------ Extract provided ------

Study of three classical formal models of computation--finite state machines, context-free grammars, and Turing machines--and the corresponding families of formal languages. Power and limitations of each model. Parsing. Non-determinism. The Halting Problem and undecidability. The classes P and NP, and NP-completeness. 3 credit hours.

Grade of C- or better in CSC 226 Discrete Mathematics.

Upon successful completion of this course, a student will be able to...

1. Automata Theory:
1. Develop skill at stating and proving mathematical statements about formal models of computation.
2. Define formal languages and explain how they can be generated by different automata.
3. Synthesize finite and pushdown automata with specific properties.
4. Convert among multiple representations of finite and pushdown automata.
5. Prove particular problems cannot be solved by finite or pushdown automata using the Pumping Lemma or the closure properties of regular and/or context-free languages.
2. Computability Theory:
1. Define Turing machines and their variants as models of computation.
2. Define computable problems in terms of Turing machines.

------ Data ------

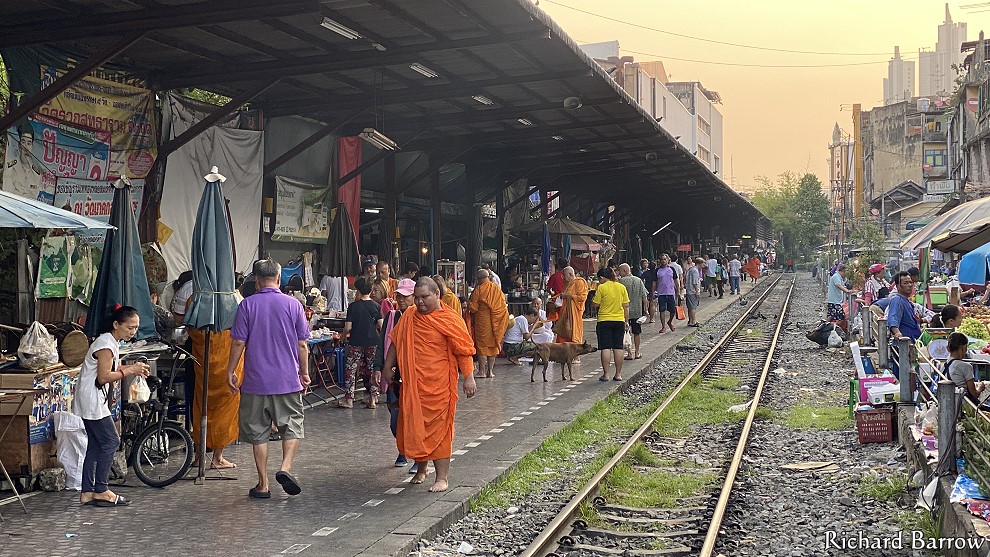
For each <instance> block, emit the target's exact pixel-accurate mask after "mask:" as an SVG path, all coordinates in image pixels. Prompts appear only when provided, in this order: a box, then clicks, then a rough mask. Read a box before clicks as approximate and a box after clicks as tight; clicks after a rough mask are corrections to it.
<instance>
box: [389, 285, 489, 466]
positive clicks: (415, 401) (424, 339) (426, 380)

------

- _Exercise objective_: Please pick up the course description on formal models of computation where it stops and continue it.

- _Answer section_:
3. Use the relationship between recognizability and decidability to determine decidability properties of problems.
4. Prove undecidability using diagonalization and reducibility methods.
3. Computational Complexity Theory:
1. Define, and explain the significance of, the "P = NP?" question and NP-completeness.
2. Define deterministic and nondeterministic computation time and space, and explain the relationships among them.
3. Describe concrete examples of NP-complete problems from different fields.
   

Weekly homework problem sets worth 30% of the grade, two midterm exams worth 20% each, final exam worth 20-25% (to be decided), remainder of grade based on in-class excercises.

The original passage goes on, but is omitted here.